- _Selected passage_:
────────────────────

A second reason why I am a strong advocate of first past the post is that we generally end up with a strong Government with a single manifesto. We have already seen, to the cost of many of us, and will no doubt see even more in future, what the downside of coalition government is. It is surely this Bill coming before Parliament, which is the price that has had to be paid to bring together a strong and workable Government. It was not in our manifestos and the people did not vote for it. In fact, although a lot of people have said that no one cares about AV or first past the post, that is not strictly true. A long-standing Conservative party member in my constituency resigned his membership card recently, and why? Because his Conservative Government are now putting in place policies that were not in our manifesto and for which he did not vote. That is the price that we pay for coalitions, and anything other than first past the post will inevitably lead to a greater propensity to coalition Governments.

Pete Wishart (Perth and North Perthshire) (SNP): Does not first past the post lead to some curious results? For example, the Conservatives in Scotland got 17% of the vote but one Member of Parliament. Meanwhile, Labour secured a third of the votes in Scotland and got two thirds of the MPs. Surely that must be wrong.

────────────────────

- _Prompt 1_:
Translate this sentence from the debate excerpt on first past the post into Spanish: "It was not in our manifestos and the people did not vote for it."
- _Prompt 2_:
Echo the part of the debate excerpt on first past the post starting at "Pete Wishart (Perth" and ending at "must be wrong.".

- _Data rows_:
────────────────────

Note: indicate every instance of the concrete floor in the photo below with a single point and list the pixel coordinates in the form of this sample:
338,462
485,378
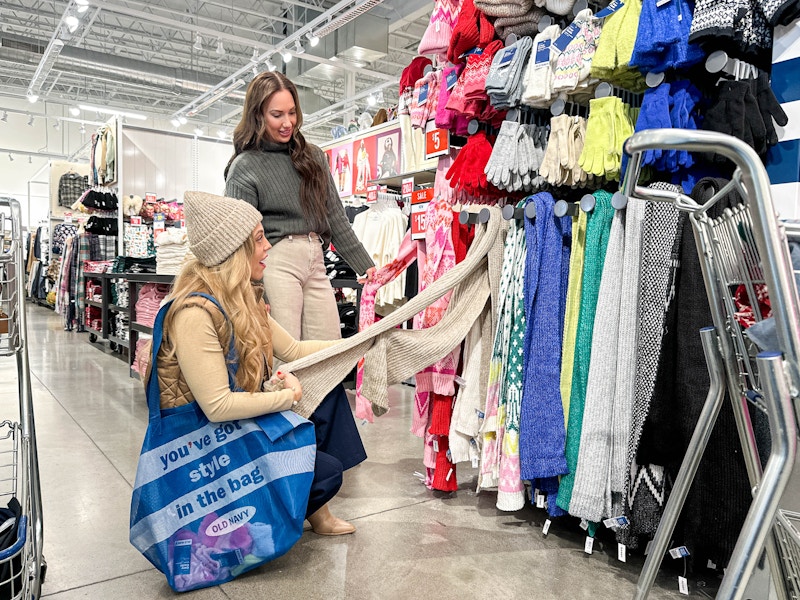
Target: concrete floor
411,542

────────────────────

- _Correct response 1_:
No estaba en nuestros manifiestos y la gente no votó por ello.

- _Correct response 2_:
Pete Wishart (Perth and North Perthshire) (SNP): Does not first past the post lead to some curious results? For example, the Conservatives in Scotland got 17% of the vote but one Member of Parliament. Meanwhile, Labour secured a third of the votes in Scotland and got two thirds of the MPs. Surely that must be wrong.